> _Kısa Yönerge a_
Aşağıdaki S-400 haberinde "Dışişleri Bakanı Mevlüt" sözcüklerinden "ülke olduğunu vurguladı." sözcüklerine kadar uzanan bölümü hiçbir değişiklik yapmadan alıntılayın.

> _Verilen Metin_
*****

Gündem

Bakan Çavuşoğlu'ndan flaş S-400 açıklaması: ''Bu tür mektuplarla Türkiye aldığı kararlardan vazgeçmez''

Dışişleri Bakanı Mevlüt Çavuşoğlu gündeme ilişkin açıklamalarda bulundu. Çavuşoğlu ABD’nin S-400 maktubuna yanıt olarak ”Bu tür mektuplarla Türkiye aldığı kararlardan vazgeçmez. Türkiye S-400’ü almıştır ve Türkiye’ye gelecektir, konuşlanacaktır. Bunun da çalışmaları devam ediyor” diye konuştu. 

ABD S-400 mektubuna Çavuşoğlu’ndan yanıt     

Çavuşoğlu, ABD Savunma Bakan Vekili Patrick Shanahan’ın mektubuna ilişkin yaptığı değerlendirmede, bu mektubun üslubunu kabul etmediklerini, Türkiye’nin bağımsız ve özgür bir ülke olduğunu vurguladı.      

Türkiye’nin Rusya’dan S-400 hava savunma sistemi aldığını ve Türkiye Cumhurbaşkanı Recep Tayyip Erdoğan’ın da bu konuyu net bir şekilde açıkladığını söyleyen Çavuşoğlu, Türkiye’nin ABD’ye, S-400 ve F-35’ler konusuna ilişkin NATO’nun da içinde olduğu ortak çalışma grubu kurulması önerisinde bulunduğunu hatırlattı.     

Çavuşoğlu, “Başkan (Donald) Trump buna ‘evet’ diyor ama Amerika içindeki bazı kurumlar buna ‘hayır’ diyor, yanaşmıyor. Madem kendinize güveniyorsunuz bizim çalışma grubu teklifimizi niye kabul etmiyorsunuz? Bu tür mektuplarla Türkiye aldığı kararlardan vazgeçmez. Türkiye S-400’ü almıştır ve Türkiye’ye gelecektir, konuşlanacaktır. Bunun da çalışmaları devam ediyor.” diye konuştu.

*****

> _Kısa Yönerge b_
Aşağıdaki konum belirleme satırlarından "Shelf-audit tagging: for every instance of the toast" ifadesini içeren satırdan "x=721, y=742" ifadesini içeren satıra kadar olanları, iki uçtaki satırlar da dahil olmak üzere, aynen yeniden yazın.

> _Konum belirleme kayıtları_
*****

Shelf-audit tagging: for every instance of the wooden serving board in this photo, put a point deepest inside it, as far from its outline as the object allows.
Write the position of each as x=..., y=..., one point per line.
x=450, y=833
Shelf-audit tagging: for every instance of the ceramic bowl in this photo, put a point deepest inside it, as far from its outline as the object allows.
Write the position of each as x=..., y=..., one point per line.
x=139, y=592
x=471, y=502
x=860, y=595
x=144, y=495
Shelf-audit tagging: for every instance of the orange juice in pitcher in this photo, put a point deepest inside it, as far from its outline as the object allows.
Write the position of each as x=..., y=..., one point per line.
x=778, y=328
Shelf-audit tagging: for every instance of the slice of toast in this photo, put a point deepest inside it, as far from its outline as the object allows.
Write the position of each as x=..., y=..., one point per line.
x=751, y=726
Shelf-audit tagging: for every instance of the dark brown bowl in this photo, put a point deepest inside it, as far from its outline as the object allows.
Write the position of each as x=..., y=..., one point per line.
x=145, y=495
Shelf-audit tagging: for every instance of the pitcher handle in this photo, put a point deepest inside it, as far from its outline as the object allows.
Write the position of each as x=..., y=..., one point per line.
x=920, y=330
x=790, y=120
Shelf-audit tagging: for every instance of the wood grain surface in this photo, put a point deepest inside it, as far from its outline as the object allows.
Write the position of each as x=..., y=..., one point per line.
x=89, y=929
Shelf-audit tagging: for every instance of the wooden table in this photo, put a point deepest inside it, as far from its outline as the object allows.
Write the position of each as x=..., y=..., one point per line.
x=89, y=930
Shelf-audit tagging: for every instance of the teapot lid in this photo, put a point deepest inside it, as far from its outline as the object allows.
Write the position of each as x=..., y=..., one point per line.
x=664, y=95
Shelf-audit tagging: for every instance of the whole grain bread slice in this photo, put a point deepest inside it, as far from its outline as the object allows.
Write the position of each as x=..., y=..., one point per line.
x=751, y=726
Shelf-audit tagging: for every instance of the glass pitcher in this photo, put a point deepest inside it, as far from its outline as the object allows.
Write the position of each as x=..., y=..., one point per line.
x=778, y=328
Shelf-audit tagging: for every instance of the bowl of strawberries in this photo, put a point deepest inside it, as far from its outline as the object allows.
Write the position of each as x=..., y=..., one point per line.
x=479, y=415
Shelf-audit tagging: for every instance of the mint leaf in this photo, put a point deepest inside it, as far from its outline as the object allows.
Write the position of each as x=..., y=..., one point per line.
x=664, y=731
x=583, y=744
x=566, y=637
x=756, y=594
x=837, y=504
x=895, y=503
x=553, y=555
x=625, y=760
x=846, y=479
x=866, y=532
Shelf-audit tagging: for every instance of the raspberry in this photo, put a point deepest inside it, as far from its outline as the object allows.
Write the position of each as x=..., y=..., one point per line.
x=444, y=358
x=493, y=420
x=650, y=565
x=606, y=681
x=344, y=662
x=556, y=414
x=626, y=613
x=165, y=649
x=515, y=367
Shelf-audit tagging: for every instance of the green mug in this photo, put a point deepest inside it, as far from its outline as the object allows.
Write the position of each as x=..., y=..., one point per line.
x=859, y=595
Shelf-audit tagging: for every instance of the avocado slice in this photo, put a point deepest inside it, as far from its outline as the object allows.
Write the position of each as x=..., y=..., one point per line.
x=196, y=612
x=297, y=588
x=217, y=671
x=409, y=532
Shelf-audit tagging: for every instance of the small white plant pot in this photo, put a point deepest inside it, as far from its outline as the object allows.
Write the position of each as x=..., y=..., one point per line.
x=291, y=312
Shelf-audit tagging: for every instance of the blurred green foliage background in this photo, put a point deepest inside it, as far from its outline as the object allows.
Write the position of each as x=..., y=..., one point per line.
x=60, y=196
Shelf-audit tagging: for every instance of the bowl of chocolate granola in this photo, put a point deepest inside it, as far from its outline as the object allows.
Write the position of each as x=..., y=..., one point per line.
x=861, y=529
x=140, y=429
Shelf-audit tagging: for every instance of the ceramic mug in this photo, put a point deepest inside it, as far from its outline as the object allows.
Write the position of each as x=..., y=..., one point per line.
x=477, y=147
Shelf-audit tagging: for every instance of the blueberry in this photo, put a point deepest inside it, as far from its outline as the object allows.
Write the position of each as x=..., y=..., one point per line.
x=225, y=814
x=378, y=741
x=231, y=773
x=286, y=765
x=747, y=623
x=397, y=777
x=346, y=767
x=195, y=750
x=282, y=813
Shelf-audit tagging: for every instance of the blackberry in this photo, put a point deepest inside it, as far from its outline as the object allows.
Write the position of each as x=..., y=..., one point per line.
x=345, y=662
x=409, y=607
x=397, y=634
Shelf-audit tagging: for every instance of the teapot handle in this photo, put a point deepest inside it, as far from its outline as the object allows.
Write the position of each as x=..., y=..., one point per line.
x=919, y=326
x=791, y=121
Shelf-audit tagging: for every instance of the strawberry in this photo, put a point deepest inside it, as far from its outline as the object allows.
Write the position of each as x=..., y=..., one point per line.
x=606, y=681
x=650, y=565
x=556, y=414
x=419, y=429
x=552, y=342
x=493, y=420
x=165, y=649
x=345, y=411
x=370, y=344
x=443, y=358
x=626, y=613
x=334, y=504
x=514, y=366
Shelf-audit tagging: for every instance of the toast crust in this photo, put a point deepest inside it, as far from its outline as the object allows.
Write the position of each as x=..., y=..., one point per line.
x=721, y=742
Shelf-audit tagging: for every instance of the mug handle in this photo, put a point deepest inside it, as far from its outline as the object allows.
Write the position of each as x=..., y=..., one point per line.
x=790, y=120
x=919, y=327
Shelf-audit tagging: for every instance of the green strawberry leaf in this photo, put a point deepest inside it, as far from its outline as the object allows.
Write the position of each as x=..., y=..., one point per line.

*****

> _Görev Çözümü a_
Dışişleri Bakanı Mevlüt Çavuşoğlu gündeme ilişkin açıklamalarda bulundu. Çavuşoğlu ABD’nin S-400 maktubuna yanıt olarak ”Bu tür mektuplarla Türkiye aldığı kararlardan vazgeçmez. Türkiye S-400’ü almıştır ve Türkiye’ye gelecektir, konuşlanacaktır. Bunun da çalışmaları devam ediyor” diye konuştu. 

ABD S-400 mektubuna Çavuşoğlu’ndan yanıt     

Çavuşoğlu, ABD Savunma Bakan Vekili Patrick Shanahan’ın mektubuna ilişkin yaptığı değerlendirmede, bu mektubun üslubunu kabul etmediklerini, Türkiye’nin bağımsız ve özgür bir ülke olduğunu vurguladı.

> _Görev Çözümü b_
Shelf-audit tagging: for every instance of the toast crust in this photo, put a point deepest inside it, as far from its outline as the object allows.
Write the position of each as x=..., y=..., one point per line.
x=721, y=742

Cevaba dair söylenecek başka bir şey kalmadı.